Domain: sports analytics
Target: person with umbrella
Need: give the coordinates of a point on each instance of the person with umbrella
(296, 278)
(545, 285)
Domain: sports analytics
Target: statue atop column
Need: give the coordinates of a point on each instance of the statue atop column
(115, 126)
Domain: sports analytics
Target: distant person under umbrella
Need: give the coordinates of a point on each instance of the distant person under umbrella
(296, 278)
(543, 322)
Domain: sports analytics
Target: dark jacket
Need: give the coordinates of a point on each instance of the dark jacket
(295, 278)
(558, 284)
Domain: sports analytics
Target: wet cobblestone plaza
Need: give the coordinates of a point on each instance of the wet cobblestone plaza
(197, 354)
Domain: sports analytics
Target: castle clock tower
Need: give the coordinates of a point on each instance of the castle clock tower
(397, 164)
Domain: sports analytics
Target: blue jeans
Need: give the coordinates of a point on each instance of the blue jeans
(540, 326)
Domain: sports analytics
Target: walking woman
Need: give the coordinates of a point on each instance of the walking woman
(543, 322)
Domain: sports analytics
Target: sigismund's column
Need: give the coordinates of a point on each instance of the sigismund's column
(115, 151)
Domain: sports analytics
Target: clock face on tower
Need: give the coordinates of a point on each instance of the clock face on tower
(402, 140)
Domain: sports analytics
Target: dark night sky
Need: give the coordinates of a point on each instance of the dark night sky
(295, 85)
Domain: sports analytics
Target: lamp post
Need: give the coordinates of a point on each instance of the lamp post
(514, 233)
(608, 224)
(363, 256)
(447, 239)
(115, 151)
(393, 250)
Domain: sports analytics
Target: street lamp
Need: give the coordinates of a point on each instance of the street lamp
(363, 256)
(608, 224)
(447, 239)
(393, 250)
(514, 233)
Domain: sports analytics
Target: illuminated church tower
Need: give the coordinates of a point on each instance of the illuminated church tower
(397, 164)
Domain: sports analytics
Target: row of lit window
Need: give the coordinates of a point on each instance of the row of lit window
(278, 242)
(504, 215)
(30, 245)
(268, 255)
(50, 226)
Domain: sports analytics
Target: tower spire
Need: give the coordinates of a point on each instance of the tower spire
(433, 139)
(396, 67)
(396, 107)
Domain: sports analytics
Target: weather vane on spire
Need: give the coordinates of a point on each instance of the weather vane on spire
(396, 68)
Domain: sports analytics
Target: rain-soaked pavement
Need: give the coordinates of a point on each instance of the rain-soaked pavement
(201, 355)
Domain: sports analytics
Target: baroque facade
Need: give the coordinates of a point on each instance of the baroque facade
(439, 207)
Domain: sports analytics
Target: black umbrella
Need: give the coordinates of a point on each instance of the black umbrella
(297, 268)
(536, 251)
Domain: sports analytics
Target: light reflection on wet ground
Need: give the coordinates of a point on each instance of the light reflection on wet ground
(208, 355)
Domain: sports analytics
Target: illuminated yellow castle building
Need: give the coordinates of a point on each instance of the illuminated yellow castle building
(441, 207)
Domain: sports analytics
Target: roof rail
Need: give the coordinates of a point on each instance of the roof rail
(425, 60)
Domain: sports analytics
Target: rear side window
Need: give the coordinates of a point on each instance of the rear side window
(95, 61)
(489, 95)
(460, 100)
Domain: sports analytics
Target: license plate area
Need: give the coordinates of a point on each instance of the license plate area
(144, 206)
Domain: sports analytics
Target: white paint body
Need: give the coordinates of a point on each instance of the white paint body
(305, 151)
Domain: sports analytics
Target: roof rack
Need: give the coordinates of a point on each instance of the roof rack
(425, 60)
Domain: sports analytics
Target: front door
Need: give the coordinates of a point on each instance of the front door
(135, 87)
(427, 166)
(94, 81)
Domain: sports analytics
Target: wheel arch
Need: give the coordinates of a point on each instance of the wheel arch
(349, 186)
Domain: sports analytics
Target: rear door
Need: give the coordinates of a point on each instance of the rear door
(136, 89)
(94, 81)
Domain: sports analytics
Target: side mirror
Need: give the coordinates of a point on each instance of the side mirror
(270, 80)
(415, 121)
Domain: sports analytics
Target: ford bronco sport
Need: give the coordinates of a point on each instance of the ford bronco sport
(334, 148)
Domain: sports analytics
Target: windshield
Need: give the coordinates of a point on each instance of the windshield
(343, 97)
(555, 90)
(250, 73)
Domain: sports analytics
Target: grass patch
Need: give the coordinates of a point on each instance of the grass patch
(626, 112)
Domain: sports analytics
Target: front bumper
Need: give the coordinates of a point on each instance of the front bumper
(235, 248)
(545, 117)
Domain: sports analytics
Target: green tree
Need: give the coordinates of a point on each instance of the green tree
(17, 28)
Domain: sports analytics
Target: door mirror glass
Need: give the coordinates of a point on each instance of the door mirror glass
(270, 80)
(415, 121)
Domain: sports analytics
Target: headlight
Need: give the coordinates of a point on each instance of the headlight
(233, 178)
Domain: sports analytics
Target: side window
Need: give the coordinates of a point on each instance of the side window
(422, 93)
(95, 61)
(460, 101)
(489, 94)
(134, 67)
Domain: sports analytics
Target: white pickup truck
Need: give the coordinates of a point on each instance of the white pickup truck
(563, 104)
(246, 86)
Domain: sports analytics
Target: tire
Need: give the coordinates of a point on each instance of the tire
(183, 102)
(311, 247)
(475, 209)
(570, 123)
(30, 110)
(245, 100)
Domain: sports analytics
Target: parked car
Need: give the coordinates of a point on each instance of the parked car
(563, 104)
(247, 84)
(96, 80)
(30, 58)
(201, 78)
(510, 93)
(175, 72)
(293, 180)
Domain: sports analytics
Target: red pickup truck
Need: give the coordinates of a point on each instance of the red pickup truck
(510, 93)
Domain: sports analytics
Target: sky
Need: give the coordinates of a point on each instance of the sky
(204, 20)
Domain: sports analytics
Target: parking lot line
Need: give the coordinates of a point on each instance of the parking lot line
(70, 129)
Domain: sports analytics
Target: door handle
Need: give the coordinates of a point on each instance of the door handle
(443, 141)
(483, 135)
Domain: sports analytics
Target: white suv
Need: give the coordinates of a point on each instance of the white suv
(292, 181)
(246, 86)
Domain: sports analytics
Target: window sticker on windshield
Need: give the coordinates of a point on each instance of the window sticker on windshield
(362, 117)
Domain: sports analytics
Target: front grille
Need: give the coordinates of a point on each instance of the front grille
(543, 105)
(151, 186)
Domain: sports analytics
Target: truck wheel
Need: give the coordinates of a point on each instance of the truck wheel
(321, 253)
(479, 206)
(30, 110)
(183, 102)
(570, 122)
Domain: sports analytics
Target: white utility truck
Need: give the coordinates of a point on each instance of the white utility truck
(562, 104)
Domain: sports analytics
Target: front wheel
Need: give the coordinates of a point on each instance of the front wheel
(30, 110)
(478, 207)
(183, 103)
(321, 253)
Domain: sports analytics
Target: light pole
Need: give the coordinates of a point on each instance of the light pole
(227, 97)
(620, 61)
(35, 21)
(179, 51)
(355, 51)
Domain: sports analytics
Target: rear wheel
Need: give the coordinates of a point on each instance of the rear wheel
....................
= Work request =
Set down, exactly as they appear, the lines above from the first one to the line that holds "Target: clock face on tower", both included, please, and no others.

= Result for this exercise =
Domain: sports analytics
Target: person with umbrella
Need: give the coordinates of a point on each instance of the person with umbrella
(296, 278)
(545, 285)
Domain: sports analytics
Target: statue atop column
Need: give the coordinates of a point on each instance of the statue atop column
(115, 126)
Domain: sports analytics
Target: distant person under umbrella
Need: give the coordinates of a point on each instance of the distant person under umbrella
(296, 278)
(543, 322)
Domain: sports analytics
Target: dark jacket
Need: give the coordinates of a point on each instance of the dark jacket
(295, 278)
(558, 284)
Domain: sports analytics
Target: wet cobblestone plaza
Need: give the coordinates of a point on each instance of the wet cobblestone plaza
(197, 354)
Domain: sports analytics
Target: castle clock tower
Need: give the coordinates of a point on each instance of the castle clock tower
(397, 164)
Domain: sports analytics
Target: blue jeans
Need: give the coordinates of a point on each instance of the blue jeans
(540, 326)
Domain: sports analytics
Target: walking woman
Need: give the coordinates of a point on each instance of the walking woman
(543, 322)
Domain: sports analytics
Target: sigismund's column
Need: give the coordinates of a point on each instance of the sigismund's column
(115, 151)
Domain: sports analytics
Target: clock face on tower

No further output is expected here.